(Exercise passage)
15 March 2006

A "Crash" Moment -- Part Two

Last week, I wrote about an incident that happened to me at a gasoline station that put me in a moment from the movie "Crash." I asked for input about what you would have done in a similar situation. Between replies here at JAC and in conversation with others, I was surprised that pretty much everyone would have done just as I did: shut up and say nothing.

I don't know how I feel about that: good, because others would have acted as I did; bad, because I still think it was the wrong thing to do.

Unfair treatment of others -- racism, sexism, sexual orientation discrimination, ageism and all the others -- is just wrong. And wrongs are not righted by silence.

Every time something like that happens to me, I marvel at the bravery of those people in history who stood up (or, in the case of Rosa Parks, sat down) and refused to allow discrimination to continue.


Mass Bradley said...

At The Risk Of Aienating Any and All Pals Who May Read This:
I was a fat kid, and I was beaten up by every bully in the county from when I was 9 until 15 or so.
(End Exercise passage)
(Information supplied)
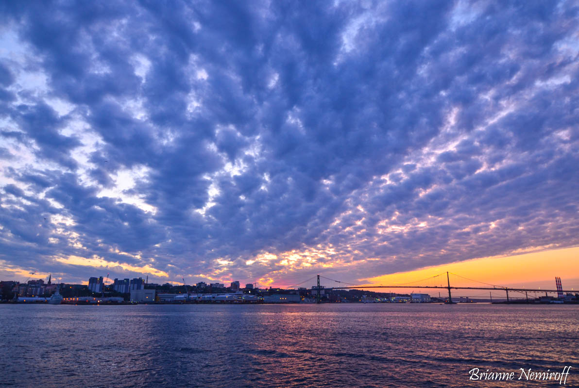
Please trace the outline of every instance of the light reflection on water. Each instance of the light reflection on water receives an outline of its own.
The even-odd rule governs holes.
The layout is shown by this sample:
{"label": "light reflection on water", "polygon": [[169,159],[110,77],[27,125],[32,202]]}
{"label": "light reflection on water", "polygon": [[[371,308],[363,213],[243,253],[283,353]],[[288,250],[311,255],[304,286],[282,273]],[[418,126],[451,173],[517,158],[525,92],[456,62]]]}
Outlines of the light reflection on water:
{"label": "light reflection on water", "polygon": [[468,371],[562,370],[579,306],[0,305],[0,385],[510,387]]}

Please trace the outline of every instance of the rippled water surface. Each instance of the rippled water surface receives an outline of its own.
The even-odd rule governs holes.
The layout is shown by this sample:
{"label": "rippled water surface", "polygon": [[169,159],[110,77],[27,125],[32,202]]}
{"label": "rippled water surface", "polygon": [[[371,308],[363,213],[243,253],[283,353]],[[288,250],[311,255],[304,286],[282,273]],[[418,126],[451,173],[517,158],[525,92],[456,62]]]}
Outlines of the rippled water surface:
{"label": "rippled water surface", "polygon": [[[0,305],[0,385],[526,387],[468,371],[562,371],[579,306]],[[517,377],[520,371],[517,374]]]}

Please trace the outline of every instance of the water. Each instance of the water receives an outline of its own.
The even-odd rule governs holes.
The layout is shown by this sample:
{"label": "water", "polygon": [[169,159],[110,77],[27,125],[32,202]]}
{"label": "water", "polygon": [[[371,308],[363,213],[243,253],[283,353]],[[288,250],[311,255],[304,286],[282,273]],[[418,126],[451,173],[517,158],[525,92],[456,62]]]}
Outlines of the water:
{"label": "water", "polygon": [[[579,386],[579,306],[0,305],[0,385]],[[470,381],[468,371],[518,371]]]}

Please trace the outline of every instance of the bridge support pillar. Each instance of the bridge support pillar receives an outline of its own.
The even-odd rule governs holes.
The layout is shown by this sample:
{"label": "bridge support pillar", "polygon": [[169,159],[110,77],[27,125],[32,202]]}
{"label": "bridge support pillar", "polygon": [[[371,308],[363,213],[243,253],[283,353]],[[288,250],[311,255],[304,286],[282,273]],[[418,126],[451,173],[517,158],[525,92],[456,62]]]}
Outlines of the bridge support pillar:
{"label": "bridge support pillar", "polygon": [[450,296],[450,280],[448,278],[448,271],[446,271],[446,282],[448,284],[448,302],[452,303],[452,297]]}
{"label": "bridge support pillar", "polygon": [[320,275],[318,275],[318,297],[317,297],[317,303],[320,303]]}

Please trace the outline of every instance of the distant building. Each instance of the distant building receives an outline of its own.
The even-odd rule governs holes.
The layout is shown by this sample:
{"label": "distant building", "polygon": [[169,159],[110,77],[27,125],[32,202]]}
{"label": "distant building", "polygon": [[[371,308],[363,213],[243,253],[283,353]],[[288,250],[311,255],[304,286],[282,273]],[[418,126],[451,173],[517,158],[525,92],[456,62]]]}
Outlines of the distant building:
{"label": "distant building", "polygon": [[89,278],[89,290],[93,293],[102,293],[104,286],[102,276]]}
{"label": "distant building", "polygon": [[131,290],[131,302],[154,302],[155,290]]}
{"label": "distant building", "polygon": [[302,298],[299,295],[291,294],[272,294],[263,297],[265,303],[299,303]]}
{"label": "distant building", "polygon": [[[324,287],[324,286],[320,286],[320,295],[324,295],[325,294],[325,291],[324,290],[324,288],[325,288],[325,287]],[[318,286],[312,286],[312,295],[317,295],[318,294]]]}
{"label": "distant building", "polygon": [[131,280],[129,289],[130,291],[142,290],[145,288],[145,279],[141,278],[135,278]]}
{"label": "distant building", "polygon": [[410,297],[413,303],[429,303],[430,295],[428,294],[411,294]]}
{"label": "distant building", "polygon": [[115,279],[113,283],[113,290],[118,293],[126,294],[130,291],[130,280],[128,279]]}

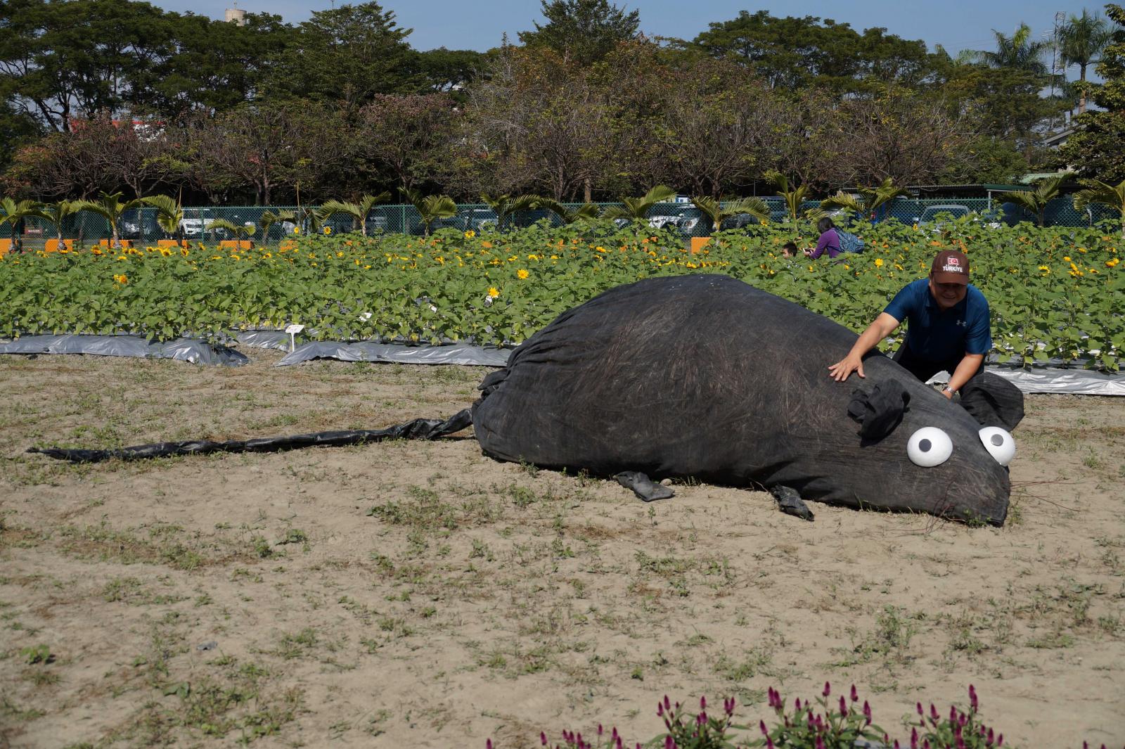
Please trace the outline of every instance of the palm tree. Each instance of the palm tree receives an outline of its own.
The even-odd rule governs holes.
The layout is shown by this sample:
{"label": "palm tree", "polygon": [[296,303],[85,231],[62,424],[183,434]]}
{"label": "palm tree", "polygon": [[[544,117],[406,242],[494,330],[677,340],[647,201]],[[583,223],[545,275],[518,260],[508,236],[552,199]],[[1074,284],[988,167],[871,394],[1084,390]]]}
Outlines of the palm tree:
{"label": "palm tree", "polygon": [[759,222],[770,220],[770,206],[760,198],[742,198],[723,206],[714,198],[696,196],[692,198],[692,204],[711,220],[711,231],[718,232],[724,218],[748,214]]}
{"label": "palm tree", "polygon": [[996,36],[996,52],[979,52],[976,57],[992,67],[1015,67],[1036,75],[1046,75],[1047,66],[1043,63],[1043,53],[1051,43],[1032,38],[1032,28],[1020,24],[1011,36],[1005,36],[992,29]]}
{"label": "palm tree", "polygon": [[156,225],[165,234],[177,241],[183,238],[181,236],[183,233],[183,206],[179,201],[166,195],[151,195],[147,198],[141,198],[141,201],[156,209]]}
{"label": "palm tree", "polygon": [[54,224],[56,238],[58,240],[58,247],[62,249],[63,222],[66,220],[68,216],[73,216],[80,210],[79,201],[60,200],[57,202],[45,202],[39,208],[43,211],[43,217]]}
{"label": "palm tree", "polygon": [[1100,202],[1116,208],[1120,213],[1122,237],[1125,238],[1125,180],[1116,186],[1098,180],[1080,181],[1086,186],[1086,189],[1074,193],[1074,209],[1083,210],[1091,202]]}
{"label": "palm tree", "polygon": [[602,211],[602,218],[623,218],[632,222],[638,233],[646,226],[649,209],[658,202],[676,197],[676,191],[666,184],[657,184],[640,198],[621,198],[620,206],[611,206]]}
{"label": "palm tree", "polygon": [[796,218],[801,213],[801,204],[809,197],[809,186],[789,189],[789,179],[777,171],[768,171],[764,177],[777,188],[777,195],[785,200],[785,208],[789,209],[790,218]]}
{"label": "palm tree", "polygon": [[262,242],[269,242],[270,227],[279,222],[292,222],[297,223],[297,214],[291,210],[279,210],[273,213],[272,210],[263,210],[258,223],[262,225]]}
{"label": "palm tree", "polygon": [[406,199],[411,201],[414,206],[414,210],[418,211],[418,216],[422,217],[422,226],[424,227],[423,234],[430,236],[430,225],[433,224],[439,218],[452,218],[457,215],[457,204],[448,195],[428,195],[422,197],[422,193],[412,188],[402,188],[403,195]]}
{"label": "palm tree", "polygon": [[840,190],[830,198],[820,201],[821,208],[844,208],[861,216],[875,217],[875,211],[883,205],[890,204],[896,198],[909,195],[904,188],[896,187],[894,179],[888,177],[879,187],[857,187],[860,199]]}
{"label": "palm tree", "polygon": [[242,236],[249,240],[258,231],[258,227],[253,224],[235,224],[234,222],[227,220],[225,218],[216,218],[210,223],[210,228],[214,229],[225,229],[234,235],[235,241],[241,241]]}
{"label": "palm tree", "polygon": [[108,192],[102,192],[98,196],[97,200],[79,200],[79,210],[89,210],[90,213],[98,214],[107,222],[109,222],[109,231],[112,235],[112,247],[115,250],[120,250],[122,237],[117,229],[118,222],[122,220],[122,215],[126,210],[132,210],[133,208],[140,208],[143,204],[141,198],[136,200],[126,200],[122,202],[122,196],[124,192],[114,192],[109,195]]}
{"label": "palm tree", "polygon": [[11,245],[15,252],[24,251],[22,227],[25,218],[45,218],[51,220],[51,217],[43,213],[43,205],[35,200],[12,200],[11,198],[4,198],[0,201],[0,210],[3,211],[3,215],[0,216],[0,226],[11,224]]}
{"label": "palm tree", "polygon": [[512,214],[521,210],[534,210],[536,208],[543,207],[542,201],[544,200],[538,195],[518,195],[515,197],[502,195],[496,198],[488,195],[482,195],[480,199],[484,200],[496,214],[496,228],[502,228],[504,226],[504,219]]}
{"label": "palm tree", "polygon": [[0,226],[11,224],[11,247],[15,252],[24,251],[24,233],[21,231],[25,218],[51,218],[43,213],[43,206],[35,200],[12,200],[4,198],[0,201]]}
{"label": "palm tree", "polygon": [[1113,40],[1113,30],[1101,16],[1090,16],[1082,9],[1081,16],[1071,15],[1059,29],[1059,53],[1063,65],[1078,65],[1078,114],[1086,111],[1086,69],[1096,62]]}
{"label": "palm tree", "polygon": [[1035,214],[1038,225],[1043,226],[1046,222],[1046,209],[1047,204],[1054,198],[1059,197],[1060,188],[1062,187],[1063,180],[1073,177],[1072,172],[1060,172],[1054,177],[1047,177],[1042,180],[1036,180],[1032,190],[1011,190],[1010,192],[1000,193],[1000,199],[1008,202],[1014,202],[1022,208]]}
{"label": "palm tree", "polygon": [[564,224],[574,224],[579,219],[591,220],[597,218],[597,206],[593,202],[584,202],[577,208],[570,209],[552,198],[540,198],[534,207],[551,211]]}
{"label": "palm tree", "polygon": [[321,206],[321,222],[326,222],[328,218],[335,214],[348,214],[352,217],[352,231],[356,231],[356,225],[359,224],[360,231],[363,236],[367,236],[367,217],[375,208],[375,204],[382,202],[390,198],[389,192],[380,192],[379,195],[364,195],[359,199],[359,202],[342,202],[340,200],[326,200],[323,206]]}

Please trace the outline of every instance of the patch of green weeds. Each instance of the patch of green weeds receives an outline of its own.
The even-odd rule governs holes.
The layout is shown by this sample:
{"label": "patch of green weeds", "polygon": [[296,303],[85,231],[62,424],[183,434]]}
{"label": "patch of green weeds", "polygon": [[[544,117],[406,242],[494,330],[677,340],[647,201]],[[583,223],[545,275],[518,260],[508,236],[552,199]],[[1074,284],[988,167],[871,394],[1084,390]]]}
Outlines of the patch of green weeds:
{"label": "patch of green weeds", "polygon": [[316,648],[317,642],[316,630],[312,626],[297,632],[287,632],[281,635],[277,655],[287,660],[307,657]]}
{"label": "patch of green weeds", "polygon": [[860,637],[855,628],[848,628],[852,639],[850,652],[835,666],[866,664],[876,658],[884,665],[904,664],[912,660],[910,641],[918,633],[918,624],[897,606],[883,606],[875,617],[875,628]]}
{"label": "patch of green weeds", "polygon": [[54,655],[51,652],[51,646],[42,643],[21,648],[19,655],[28,666],[34,666],[35,664],[46,665],[55,660]]}

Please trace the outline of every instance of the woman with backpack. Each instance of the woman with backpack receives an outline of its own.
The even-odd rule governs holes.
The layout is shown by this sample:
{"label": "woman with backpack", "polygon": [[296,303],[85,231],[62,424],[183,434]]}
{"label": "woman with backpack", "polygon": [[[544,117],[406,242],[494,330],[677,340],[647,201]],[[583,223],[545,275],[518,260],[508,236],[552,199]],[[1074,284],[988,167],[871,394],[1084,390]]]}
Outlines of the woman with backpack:
{"label": "woman with backpack", "polygon": [[827,252],[829,260],[835,260],[837,255],[844,252],[840,249],[840,236],[836,233],[836,224],[832,223],[832,219],[827,216],[821,218],[817,222],[817,231],[820,232],[820,238],[817,240],[816,249],[806,250],[804,254],[816,260]]}

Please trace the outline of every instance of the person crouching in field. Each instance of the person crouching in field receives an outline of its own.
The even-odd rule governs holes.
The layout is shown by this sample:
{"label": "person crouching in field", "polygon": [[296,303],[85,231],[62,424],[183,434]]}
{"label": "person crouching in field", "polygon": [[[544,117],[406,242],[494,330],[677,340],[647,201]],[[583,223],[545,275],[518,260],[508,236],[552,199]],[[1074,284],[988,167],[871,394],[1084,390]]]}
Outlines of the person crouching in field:
{"label": "person crouching in field", "polygon": [[969,258],[943,250],[934,258],[929,278],[908,283],[867,326],[844,359],[828,368],[829,377],[843,382],[852,372],[863,373],[863,357],[907,322],[906,340],[892,359],[925,382],[940,371],[950,372],[942,395],[952,398],[980,374],[984,354],[992,349],[988,300],[969,283]]}
{"label": "person crouching in field", "polygon": [[827,216],[821,218],[817,222],[817,231],[820,232],[817,246],[812,250],[806,250],[804,254],[816,260],[827,252],[828,259],[834,260],[836,255],[844,252],[840,250],[840,235],[836,233],[836,224],[832,223],[832,219]]}

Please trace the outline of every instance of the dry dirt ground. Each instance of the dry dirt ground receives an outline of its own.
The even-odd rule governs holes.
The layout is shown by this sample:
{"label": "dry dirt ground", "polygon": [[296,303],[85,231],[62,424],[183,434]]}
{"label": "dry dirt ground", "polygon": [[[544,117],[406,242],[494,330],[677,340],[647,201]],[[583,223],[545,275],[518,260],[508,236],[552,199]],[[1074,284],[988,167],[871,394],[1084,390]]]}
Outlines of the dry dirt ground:
{"label": "dry dirt ground", "polygon": [[[380,427],[487,370],[0,358],[0,747],[497,747],[657,700],[768,718],[855,684],[908,736],[965,705],[1023,747],[1125,745],[1125,399],[1029,397],[1006,527],[494,462],[468,433],[71,466]],[[756,738],[755,732],[747,734]]]}

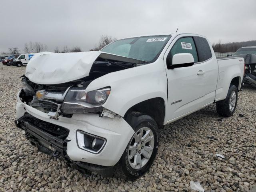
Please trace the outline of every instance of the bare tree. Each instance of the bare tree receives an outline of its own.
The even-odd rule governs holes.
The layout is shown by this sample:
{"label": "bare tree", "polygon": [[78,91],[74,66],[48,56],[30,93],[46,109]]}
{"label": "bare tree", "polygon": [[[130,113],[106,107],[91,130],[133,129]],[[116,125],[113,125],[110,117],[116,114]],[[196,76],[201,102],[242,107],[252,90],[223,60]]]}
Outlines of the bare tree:
{"label": "bare tree", "polygon": [[18,54],[20,52],[20,50],[18,47],[9,48],[8,50],[10,51],[10,53],[12,54]]}
{"label": "bare tree", "polygon": [[32,53],[34,53],[35,49],[34,47],[34,44],[31,41],[29,42],[29,46],[30,52]]}
{"label": "bare tree", "polygon": [[76,46],[75,47],[73,47],[70,50],[70,52],[82,52],[82,50],[81,49],[81,48],[78,47],[78,46]]}
{"label": "bare tree", "polygon": [[60,50],[59,50],[59,48],[58,46],[56,46],[54,49],[54,52],[58,53],[60,52]]}
{"label": "bare tree", "polygon": [[116,38],[112,37],[111,36],[108,36],[107,35],[102,35],[100,40],[99,46],[100,50],[116,40]]}
{"label": "bare tree", "polygon": [[68,48],[67,46],[65,46],[63,47],[62,51],[61,51],[62,53],[68,53],[69,52],[69,49]]}
{"label": "bare tree", "polygon": [[24,45],[24,49],[23,50],[26,53],[28,53],[29,52],[29,47],[27,43],[26,43],[25,45]]}
{"label": "bare tree", "polygon": [[94,48],[90,49],[90,51],[98,51],[100,50],[106,46],[116,40],[116,38],[112,37],[111,36],[108,36],[107,35],[102,35],[100,39],[98,45],[96,46]]}
{"label": "bare tree", "polygon": [[43,44],[40,42],[35,42],[34,43],[35,52],[39,53],[47,50],[47,46],[45,44]]}

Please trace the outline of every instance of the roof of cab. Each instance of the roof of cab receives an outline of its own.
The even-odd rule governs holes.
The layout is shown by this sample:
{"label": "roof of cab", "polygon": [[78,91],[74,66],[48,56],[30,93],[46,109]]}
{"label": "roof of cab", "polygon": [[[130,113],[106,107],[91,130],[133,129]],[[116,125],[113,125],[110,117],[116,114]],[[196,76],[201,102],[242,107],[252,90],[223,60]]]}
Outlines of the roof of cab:
{"label": "roof of cab", "polygon": [[240,49],[244,49],[245,48],[256,48],[256,46],[251,46],[250,47],[243,47],[240,48]]}
{"label": "roof of cab", "polygon": [[204,36],[199,35],[198,34],[194,34],[190,33],[170,33],[170,32],[168,33],[168,32],[167,32],[167,33],[159,33],[153,34],[144,34],[144,35],[137,35],[136,36],[132,36],[131,37],[124,37],[124,38],[121,38],[118,39],[127,39],[129,38],[134,38],[136,37],[145,37],[147,36],[163,36],[163,35],[172,35],[172,36],[176,36],[178,35],[181,35],[183,34],[191,34],[193,35],[198,35],[198,36]]}

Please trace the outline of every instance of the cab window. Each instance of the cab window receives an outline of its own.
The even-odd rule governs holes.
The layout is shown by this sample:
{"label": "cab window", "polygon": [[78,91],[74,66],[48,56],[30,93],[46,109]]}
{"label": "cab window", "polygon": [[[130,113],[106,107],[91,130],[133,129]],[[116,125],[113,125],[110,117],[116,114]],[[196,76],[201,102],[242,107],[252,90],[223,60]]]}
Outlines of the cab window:
{"label": "cab window", "polygon": [[194,40],[196,46],[199,62],[204,62],[212,57],[211,49],[205,38],[194,36]]}
{"label": "cab window", "polygon": [[178,39],[169,53],[168,55],[168,55],[167,57],[172,60],[173,56],[178,53],[191,53],[194,57],[195,63],[198,62],[196,46],[192,37],[184,37]]}
{"label": "cab window", "polygon": [[18,59],[24,59],[25,58],[25,55],[20,56]]}

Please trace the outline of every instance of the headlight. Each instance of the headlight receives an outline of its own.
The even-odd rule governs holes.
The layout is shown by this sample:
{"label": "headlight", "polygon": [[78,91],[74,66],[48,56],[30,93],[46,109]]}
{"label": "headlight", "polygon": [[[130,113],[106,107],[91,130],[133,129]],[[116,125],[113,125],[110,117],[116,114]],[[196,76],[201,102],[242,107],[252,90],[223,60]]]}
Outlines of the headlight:
{"label": "headlight", "polygon": [[110,93],[110,87],[86,92],[85,89],[70,89],[64,99],[61,109],[65,113],[98,112],[102,110]]}
{"label": "headlight", "polygon": [[28,84],[26,78],[23,78],[21,81],[22,82],[22,87],[24,92],[25,92],[26,94],[27,94],[27,95],[34,95],[34,89]]}

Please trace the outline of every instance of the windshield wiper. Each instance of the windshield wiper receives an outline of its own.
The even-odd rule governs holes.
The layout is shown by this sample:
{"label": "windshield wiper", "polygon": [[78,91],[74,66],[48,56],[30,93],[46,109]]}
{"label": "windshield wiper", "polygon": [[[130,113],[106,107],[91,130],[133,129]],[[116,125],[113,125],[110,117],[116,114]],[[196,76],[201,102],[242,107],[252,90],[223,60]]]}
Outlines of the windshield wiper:
{"label": "windshield wiper", "polygon": [[112,65],[116,65],[116,66],[118,66],[120,67],[122,67],[123,68],[125,68],[126,69],[129,69],[130,68],[130,67],[126,67],[126,66],[124,66],[124,64],[128,64],[128,65],[132,65],[134,67],[136,67],[137,66],[139,66],[140,65],[136,63],[130,63],[127,62],[114,62],[114,61],[109,61],[107,59],[105,59],[106,61],[96,61],[95,62],[98,63],[104,63],[106,64],[107,66],[110,66]]}

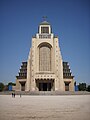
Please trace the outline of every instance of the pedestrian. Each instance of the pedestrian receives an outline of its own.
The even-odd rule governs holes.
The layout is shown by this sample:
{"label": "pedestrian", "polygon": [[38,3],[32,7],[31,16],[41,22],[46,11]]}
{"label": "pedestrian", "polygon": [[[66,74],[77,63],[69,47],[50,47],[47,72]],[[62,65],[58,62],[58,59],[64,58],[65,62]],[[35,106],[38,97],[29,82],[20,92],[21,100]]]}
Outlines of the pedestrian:
{"label": "pedestrian", "polygon": [[13,97],[13,93],[12,93],[12,97]]}
{"label": "pedestrian", "polygon": [[21,93],[20,93],[20,97],[21,97]]}
{"label": "pedestrian", "polygon": [[15,98],[15,93],[13,94],[14,98]]}

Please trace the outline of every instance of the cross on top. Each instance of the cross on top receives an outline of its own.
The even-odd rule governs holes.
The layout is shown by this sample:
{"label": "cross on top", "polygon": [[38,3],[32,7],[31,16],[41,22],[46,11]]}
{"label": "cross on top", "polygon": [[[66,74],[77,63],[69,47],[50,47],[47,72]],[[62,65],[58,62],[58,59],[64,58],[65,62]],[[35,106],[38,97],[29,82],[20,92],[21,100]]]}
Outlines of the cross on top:
{"label": "cross on top", "polygon": [[46,21],[46,19],[47,19],[47,16],[43,16],[42,18],[43,18],[43,21]]}

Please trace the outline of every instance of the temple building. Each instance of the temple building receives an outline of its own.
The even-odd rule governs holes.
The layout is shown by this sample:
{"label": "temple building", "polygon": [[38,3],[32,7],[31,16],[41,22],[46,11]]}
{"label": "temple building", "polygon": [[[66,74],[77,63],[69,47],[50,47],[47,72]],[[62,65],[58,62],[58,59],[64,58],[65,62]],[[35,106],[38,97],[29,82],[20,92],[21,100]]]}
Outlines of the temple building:
{"label": "temple building", "polygon": [[16,91],[74,91],[74,76],[62,59],[59,39],[49,22],[38,26],[27,62],[16,76]]}

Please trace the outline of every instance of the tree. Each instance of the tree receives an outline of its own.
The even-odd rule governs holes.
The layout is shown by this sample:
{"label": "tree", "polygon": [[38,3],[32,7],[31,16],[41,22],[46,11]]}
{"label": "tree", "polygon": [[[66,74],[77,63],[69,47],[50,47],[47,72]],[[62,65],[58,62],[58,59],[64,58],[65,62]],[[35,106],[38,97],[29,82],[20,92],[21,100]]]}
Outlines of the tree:
{"label": "tree", "polygon": [[79,91],[86,91],[86,83],[79,83],[78,89]]}
{"label": "tree", "polygon": [[90,92],[90,85],[88,85],[88,87],[87,87],[87,91]]}
{"label": "tree", "polygon": [[8,83],[8,86],[9,86],[9,85],[15,86],[16,83],[9,82],[9,83]]}
{"label": "tree", "polygon": [[0,92],[3,91],[3,89],[4,89],[4,84],[0,83]]}

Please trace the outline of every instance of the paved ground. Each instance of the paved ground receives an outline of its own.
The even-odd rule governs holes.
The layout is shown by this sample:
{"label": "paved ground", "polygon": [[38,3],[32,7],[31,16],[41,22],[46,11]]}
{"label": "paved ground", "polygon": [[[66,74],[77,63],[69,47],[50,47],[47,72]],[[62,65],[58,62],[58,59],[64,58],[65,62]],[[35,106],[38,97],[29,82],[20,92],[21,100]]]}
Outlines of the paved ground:
{"label": "paved ground", "polygon": [[90,120],[90,95],[0,95],[0,120]]}

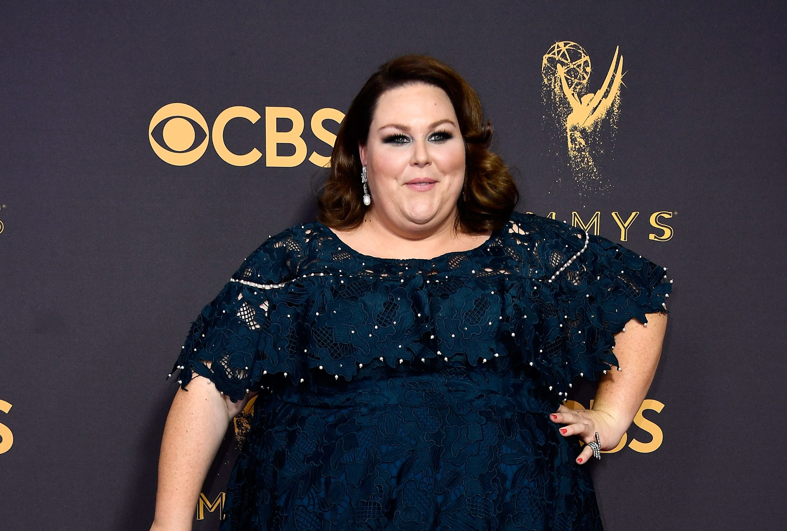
(End Information supplied)
◆ **Problem**
Print everything in the blog post about the gas station incident from "Unfair treatment of" down to "righted by silence.", word for word.

◆ **Task answer**
Unfair treatment of others -- racism, sexism, sexual orientation discrimination, ageism and all the others -- is just wrong. And wrongs are not righted by silence.